--- RECORDS SHOWN ---
+===+
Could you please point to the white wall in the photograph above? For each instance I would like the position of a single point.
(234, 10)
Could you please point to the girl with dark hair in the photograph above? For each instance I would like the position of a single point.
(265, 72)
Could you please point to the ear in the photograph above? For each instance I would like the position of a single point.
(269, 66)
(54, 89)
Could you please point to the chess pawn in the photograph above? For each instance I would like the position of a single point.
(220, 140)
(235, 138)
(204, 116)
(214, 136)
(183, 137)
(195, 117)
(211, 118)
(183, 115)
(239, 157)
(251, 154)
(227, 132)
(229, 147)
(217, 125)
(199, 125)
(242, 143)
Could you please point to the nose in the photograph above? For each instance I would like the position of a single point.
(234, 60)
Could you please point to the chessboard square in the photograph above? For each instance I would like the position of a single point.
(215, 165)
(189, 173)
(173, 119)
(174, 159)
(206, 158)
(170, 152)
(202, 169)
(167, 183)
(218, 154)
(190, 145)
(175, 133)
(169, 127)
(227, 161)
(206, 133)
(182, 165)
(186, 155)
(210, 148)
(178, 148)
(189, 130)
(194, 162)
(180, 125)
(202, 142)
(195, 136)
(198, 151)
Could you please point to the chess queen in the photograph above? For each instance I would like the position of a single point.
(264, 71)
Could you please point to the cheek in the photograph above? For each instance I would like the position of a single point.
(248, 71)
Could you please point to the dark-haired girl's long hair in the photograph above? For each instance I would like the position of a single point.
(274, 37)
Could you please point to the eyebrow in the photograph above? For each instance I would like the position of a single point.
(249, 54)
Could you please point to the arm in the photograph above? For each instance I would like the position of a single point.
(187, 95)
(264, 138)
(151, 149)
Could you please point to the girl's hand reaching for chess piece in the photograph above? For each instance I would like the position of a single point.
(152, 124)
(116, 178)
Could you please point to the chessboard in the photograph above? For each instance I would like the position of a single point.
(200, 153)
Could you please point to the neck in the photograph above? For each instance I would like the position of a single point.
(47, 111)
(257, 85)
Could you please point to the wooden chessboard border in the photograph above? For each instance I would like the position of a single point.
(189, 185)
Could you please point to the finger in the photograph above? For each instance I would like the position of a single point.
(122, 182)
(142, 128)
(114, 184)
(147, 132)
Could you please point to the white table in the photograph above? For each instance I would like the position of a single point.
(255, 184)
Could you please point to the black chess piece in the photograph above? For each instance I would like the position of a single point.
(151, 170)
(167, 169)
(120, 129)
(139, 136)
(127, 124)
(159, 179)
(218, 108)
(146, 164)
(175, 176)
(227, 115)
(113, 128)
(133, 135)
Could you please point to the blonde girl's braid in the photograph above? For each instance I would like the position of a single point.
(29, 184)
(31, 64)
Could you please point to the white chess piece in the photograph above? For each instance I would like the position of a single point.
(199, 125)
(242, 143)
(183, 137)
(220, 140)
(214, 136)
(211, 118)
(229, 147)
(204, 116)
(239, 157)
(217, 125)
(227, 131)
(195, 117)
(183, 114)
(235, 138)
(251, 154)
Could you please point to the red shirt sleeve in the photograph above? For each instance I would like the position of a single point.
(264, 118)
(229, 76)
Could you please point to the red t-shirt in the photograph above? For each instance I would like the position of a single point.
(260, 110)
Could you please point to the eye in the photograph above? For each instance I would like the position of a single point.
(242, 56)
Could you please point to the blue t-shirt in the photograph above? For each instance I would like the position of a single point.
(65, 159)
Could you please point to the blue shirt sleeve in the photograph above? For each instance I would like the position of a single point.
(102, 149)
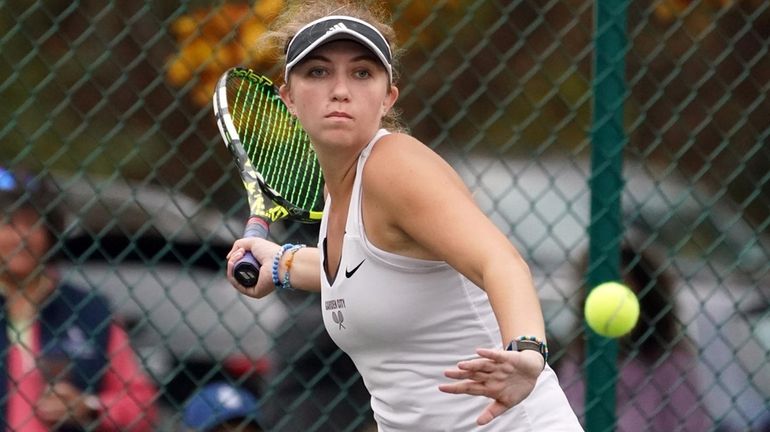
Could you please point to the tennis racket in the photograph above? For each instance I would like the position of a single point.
(274, 158)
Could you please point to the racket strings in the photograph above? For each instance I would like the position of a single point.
(275, 143)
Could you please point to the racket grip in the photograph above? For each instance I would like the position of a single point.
(246, 270)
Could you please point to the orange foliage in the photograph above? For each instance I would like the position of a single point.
(211, 40)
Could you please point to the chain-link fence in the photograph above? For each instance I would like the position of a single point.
(112, 99)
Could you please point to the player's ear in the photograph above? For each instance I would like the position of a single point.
(285, 94)
(390, 99)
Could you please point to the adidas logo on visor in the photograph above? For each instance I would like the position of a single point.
(339, 26)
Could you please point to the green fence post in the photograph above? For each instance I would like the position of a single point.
(606, 182)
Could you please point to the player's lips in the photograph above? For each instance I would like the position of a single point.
(339, 114)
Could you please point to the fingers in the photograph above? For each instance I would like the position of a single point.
(492, 411)
(505, 377)
(263, 251)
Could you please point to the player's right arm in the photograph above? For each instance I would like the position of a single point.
(305, 273)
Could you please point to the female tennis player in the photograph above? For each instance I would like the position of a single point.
(430, 300)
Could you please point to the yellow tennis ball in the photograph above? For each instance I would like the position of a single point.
(611, 309)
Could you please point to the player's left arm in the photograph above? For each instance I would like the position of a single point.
(425, 211)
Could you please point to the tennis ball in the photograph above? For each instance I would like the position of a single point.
(611, 309)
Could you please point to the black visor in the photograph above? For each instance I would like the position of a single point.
(337, 27)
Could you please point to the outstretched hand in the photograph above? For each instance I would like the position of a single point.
(506, 377)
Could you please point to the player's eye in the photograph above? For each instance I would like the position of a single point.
(362, 74)
(317, 72)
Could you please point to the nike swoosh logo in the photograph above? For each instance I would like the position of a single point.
(349, 273)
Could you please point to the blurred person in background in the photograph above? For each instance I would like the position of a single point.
(222, 407)
(657, 388)
(68, 365)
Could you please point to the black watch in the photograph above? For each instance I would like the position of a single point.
(532, 344)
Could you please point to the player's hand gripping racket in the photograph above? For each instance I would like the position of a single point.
(273, 155)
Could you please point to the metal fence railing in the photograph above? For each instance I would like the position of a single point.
(112, 101)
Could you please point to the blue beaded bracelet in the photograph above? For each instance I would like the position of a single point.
(286, 282)
(277, 262)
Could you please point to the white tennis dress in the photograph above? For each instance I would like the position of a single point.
(404, 321)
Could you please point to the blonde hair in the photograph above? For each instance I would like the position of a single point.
(298, 13)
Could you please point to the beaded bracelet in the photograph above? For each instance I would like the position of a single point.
(277, 262)
(289, 261)
(529, 343)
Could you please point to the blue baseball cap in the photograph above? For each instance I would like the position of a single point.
(217, 403)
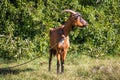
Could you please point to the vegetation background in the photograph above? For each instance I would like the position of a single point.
(94, 53)
(25, 24)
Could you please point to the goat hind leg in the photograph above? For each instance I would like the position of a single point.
(50, 59)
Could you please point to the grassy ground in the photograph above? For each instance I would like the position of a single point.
(76, 68)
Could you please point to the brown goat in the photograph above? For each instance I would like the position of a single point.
(59, 38)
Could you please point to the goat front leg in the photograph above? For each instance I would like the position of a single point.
(58, 62)
(62, 60)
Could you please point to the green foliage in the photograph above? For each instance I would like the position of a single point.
(25, 24)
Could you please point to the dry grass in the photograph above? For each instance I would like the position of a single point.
(76, 68)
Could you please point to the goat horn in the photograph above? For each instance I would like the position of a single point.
(71, 11)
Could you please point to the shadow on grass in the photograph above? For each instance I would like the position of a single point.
(5, 71)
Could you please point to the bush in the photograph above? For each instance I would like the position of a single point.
(24, 23)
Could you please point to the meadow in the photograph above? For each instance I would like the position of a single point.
(94, 52)
(80, 67)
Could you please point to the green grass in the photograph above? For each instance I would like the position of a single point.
(76, 68)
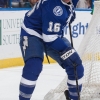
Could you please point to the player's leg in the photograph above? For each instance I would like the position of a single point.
(67, 64)
(32, 51)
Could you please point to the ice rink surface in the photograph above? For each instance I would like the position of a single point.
(50, 77)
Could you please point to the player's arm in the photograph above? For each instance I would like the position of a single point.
(75, 2)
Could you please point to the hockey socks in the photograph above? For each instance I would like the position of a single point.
(30, 74)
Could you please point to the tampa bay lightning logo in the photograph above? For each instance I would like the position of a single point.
(58, 11)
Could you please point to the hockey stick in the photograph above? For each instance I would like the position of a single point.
(75, 71)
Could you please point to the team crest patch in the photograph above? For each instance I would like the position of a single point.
(58, 11)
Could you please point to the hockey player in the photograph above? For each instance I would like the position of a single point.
(42, 31)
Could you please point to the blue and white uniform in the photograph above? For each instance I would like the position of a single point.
(43, 28)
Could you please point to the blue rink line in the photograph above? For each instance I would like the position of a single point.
(20, 9)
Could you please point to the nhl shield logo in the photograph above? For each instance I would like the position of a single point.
(58, 11)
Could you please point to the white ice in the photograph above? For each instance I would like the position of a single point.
(50, 77)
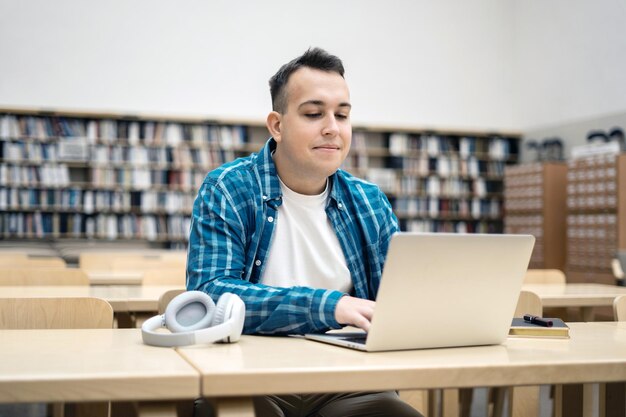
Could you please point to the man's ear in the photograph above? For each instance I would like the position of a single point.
(273, 122)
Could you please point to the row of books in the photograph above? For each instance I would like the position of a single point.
(392, 181)
(447, 166)
(495, 147)
(446, 226)
(53, 175)
(90, 201)
(143, 178)
(476, 208)
(119, 130)
(102, 226)
(523, 204)
(37, 152)
(449, 187)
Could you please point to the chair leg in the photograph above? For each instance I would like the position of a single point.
(497, 396)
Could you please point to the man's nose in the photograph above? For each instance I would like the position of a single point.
(331, 128)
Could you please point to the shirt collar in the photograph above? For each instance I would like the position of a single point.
(269, 177)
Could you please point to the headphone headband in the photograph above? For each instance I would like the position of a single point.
(230, 315)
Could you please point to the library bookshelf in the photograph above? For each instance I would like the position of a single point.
(596, 216)
(535, 202)
(107, 176)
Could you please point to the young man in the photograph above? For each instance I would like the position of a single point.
(299, 240)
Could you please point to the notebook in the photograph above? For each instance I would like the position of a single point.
(444, 290)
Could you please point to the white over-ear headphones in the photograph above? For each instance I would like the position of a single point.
(193, 317)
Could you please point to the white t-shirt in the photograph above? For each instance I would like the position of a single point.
(305, 250)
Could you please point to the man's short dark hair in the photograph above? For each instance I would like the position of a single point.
(315, 58)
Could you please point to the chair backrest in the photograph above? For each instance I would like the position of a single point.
(166, 297)
(528, 303)
(544, 276)
(7, 256)
(130, 262)
(619, 308)
(43, 276)
(55, 313)
(33, 262)
(166, 276)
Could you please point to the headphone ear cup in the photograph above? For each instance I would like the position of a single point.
(222, 309)
(230, 308)
(189, 311)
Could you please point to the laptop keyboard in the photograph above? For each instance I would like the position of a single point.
(356, 339)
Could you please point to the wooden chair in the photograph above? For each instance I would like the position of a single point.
(42, 276)
(619, 308)
(59, 313)
(524, 400)
(544, 276)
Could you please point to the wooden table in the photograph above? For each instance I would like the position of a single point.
(123, 298)
(90, 365)
(232, 374)
(115, 278)
(583, 296)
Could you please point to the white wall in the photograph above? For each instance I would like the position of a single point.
(444, 63)
(486, 64)
(570, 61)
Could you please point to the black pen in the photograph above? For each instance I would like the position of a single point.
(537, 320)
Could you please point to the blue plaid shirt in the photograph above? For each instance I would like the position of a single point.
(233, 220)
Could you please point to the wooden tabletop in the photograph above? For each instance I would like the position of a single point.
(575, 295)
(90, 364)
(279, 365)
(123, 298)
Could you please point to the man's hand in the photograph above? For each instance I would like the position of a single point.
(355, 312)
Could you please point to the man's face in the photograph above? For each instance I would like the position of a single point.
(315, 129)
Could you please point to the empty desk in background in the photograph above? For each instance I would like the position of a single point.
(91, 365)
(233, 374)
(115, 278)
(583, 296)
(123, 298)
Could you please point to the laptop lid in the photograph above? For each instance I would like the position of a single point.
(444, 290)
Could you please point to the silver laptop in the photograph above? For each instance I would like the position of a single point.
(444, 290)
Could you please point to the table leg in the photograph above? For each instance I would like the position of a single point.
(524, 401)
(233, 407)
(573, 400)
(156, 409)
(587, 313)
(450, 402)
(613, 399)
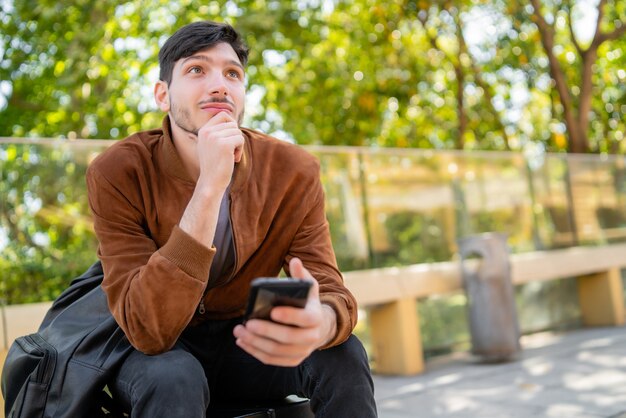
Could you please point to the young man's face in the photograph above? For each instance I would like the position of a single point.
(204, 84)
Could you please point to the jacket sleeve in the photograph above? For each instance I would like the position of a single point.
(312, 244)
(152, 292)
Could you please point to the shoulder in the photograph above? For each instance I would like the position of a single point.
(127, 156)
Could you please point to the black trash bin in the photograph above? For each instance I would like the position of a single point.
(486, 272)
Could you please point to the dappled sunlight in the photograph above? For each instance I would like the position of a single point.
(538, 366)
(564, 410)
(606, 360)
(597, 342)
(591, 381)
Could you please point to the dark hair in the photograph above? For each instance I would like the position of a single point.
(195, 37)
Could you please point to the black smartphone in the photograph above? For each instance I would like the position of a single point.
(268, 292)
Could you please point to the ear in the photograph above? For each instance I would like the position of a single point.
(161, 95)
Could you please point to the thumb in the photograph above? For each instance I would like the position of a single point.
(298, 271)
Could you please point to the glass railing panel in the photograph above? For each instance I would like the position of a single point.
(46, 234)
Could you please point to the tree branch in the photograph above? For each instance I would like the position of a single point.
(570, 26)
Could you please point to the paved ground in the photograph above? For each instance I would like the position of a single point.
(577, 374)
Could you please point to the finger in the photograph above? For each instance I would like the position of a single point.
(221, 117)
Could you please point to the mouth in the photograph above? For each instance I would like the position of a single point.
(218, 107)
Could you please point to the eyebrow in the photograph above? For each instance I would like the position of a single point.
(209, 60)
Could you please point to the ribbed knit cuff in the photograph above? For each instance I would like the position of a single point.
(344, 324)
(189, 254)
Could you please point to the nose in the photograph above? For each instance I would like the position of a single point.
(216, 84)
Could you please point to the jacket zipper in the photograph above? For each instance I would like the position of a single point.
(201, 308)
(48, 354)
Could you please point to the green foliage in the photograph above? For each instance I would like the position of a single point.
(43, 218)
(414, 237)
(404, 73)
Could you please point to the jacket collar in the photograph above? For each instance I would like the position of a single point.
(176, 168)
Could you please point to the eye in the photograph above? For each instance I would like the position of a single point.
(234, 74)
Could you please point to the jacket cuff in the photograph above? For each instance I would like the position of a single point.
(344, 323)
(188, 254)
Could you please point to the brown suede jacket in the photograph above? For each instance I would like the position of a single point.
(155, 274)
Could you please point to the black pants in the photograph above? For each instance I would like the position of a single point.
(206, 363)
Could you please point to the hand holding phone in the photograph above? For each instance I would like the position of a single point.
(267, 293)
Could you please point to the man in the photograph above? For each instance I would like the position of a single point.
(186, 216)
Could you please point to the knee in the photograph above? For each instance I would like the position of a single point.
(174, 374)
(349, 357)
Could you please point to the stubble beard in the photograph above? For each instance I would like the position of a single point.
(182, 117)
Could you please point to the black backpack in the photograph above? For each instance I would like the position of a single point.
(60, 370)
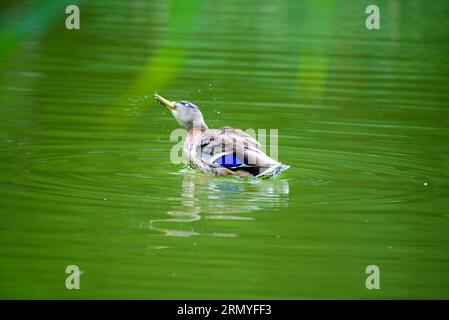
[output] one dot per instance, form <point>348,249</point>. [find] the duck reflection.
<point>208,197</point>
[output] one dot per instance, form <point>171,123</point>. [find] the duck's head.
<point>186,113</point>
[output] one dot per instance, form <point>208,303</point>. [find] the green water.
<point>86,177</point>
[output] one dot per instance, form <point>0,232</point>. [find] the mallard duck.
<point>222,152</point>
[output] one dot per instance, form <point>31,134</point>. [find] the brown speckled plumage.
<point>204,147</point>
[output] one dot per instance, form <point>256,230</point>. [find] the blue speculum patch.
<point>230,160</point>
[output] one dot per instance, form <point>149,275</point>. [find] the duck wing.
<point>230,151</point>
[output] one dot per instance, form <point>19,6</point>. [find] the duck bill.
<point>170,105</point>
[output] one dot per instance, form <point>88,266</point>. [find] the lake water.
<point>85,171</point>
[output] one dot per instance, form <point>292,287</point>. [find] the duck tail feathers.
<point>273,172</point>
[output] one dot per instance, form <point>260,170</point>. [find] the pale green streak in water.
<point>85,172</point>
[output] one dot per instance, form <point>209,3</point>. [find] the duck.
<point>225,151</point>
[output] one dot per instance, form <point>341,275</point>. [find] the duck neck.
<point>200,125</point>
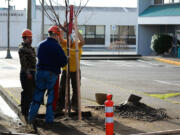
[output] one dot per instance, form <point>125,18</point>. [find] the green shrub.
<point>161,43</point>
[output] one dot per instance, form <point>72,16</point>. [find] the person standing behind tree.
<point>27,58</point>
<point>51,58</point>
<point>72,66</point>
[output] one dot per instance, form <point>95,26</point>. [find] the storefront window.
<point>93,34</point>
<point>123,35</point>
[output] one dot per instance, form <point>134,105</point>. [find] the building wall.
<point>148,26</point>
<point>143,4</point>
<point>145,33</point>
<point>17,24</point>
<point>89,16</point>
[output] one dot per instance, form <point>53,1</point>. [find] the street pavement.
<point>11,87</point>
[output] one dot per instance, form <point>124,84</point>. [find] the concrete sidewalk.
<point>10,85</point>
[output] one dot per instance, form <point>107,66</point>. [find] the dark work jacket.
<point>50,55</point>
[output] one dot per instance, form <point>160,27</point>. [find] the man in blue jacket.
<point>51,58</point>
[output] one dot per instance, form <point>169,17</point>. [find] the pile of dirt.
<point>141,112</point>
<point>138,111</point>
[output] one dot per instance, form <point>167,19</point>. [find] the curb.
<point>168,61</point>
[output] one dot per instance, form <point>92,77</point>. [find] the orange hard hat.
<point>54,29</point>
<point>27,33</point>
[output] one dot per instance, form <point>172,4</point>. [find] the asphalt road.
<point>146,78</point>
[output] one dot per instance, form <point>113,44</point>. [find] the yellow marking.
<point>168,61</point>
<point>165,97</point>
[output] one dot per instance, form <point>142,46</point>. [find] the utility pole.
<point>8,56</point>
<point>29,15</point>
<point>42,27</point>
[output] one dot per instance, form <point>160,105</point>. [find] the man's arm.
<point>81,39</point>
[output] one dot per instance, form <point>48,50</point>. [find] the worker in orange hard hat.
<point>51,58</point>
<point>27,58</point>
<point>72,69</point>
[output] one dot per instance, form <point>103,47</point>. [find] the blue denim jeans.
<point>44,80</point>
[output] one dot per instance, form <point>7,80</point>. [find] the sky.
<point>21,4</point>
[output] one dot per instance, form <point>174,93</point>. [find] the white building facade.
<point>100,26</point>
<point>157,17</point>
+===+
--- AIM OF THE EXERCISE ---
Lines from the one with "[output] one dot per instance, form <point>142,46</point>." through the last line above must be printed exactly; no other line is to appear.

--- TASK RESULT ---
[output] one dot per instance, form <point>142,46</point>. [find] the utility pole.
<point>8,56</point>
<point>29,15</point>
<point>42,27</point>
[output] one dot per instance, form <point>160,105</point>. [find] the man's arm.
<point>81,39</point>
[output] one dot per instance, form <point>48,50</point>. [find] the worker in orange hard hat.
<point>51,58</point>
<point>27,58</point>
<point>72,69</point>
[output] one dot per instance, form <point>103,47</point>. [find] the blue denim jeans.
<point>44,80</point>
[output] one dot per instance, form <point>7,80</point>. [find] the sky.
<point>21,4</point>
[output] one dot per instance, form <point>174,93</point>. [find] the white building facade.
<point>100,26</point>
<point>157,17</point>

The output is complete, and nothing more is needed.